**Do this**. Pull out each line of the listing below that contains the word "class", copying those lines as they appear.

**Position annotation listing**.

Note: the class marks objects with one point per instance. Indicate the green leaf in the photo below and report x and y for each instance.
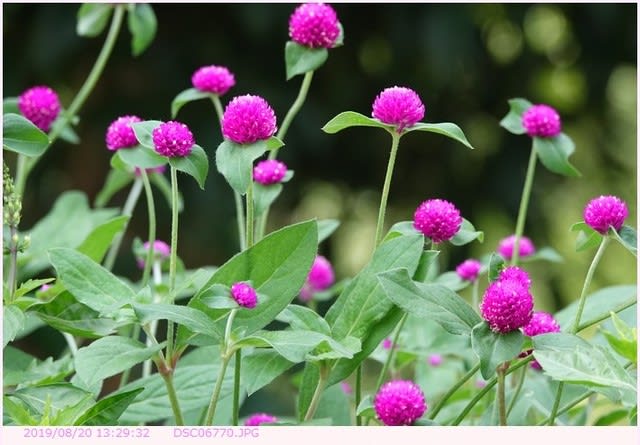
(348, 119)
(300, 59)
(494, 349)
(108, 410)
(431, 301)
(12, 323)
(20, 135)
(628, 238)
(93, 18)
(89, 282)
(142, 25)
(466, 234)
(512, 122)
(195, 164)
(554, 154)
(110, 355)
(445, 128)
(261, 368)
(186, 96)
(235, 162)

**Reply**.
Note: the class marks objects with one point per instance. Indicate the green leaf in the photo below and report x and y for each instance.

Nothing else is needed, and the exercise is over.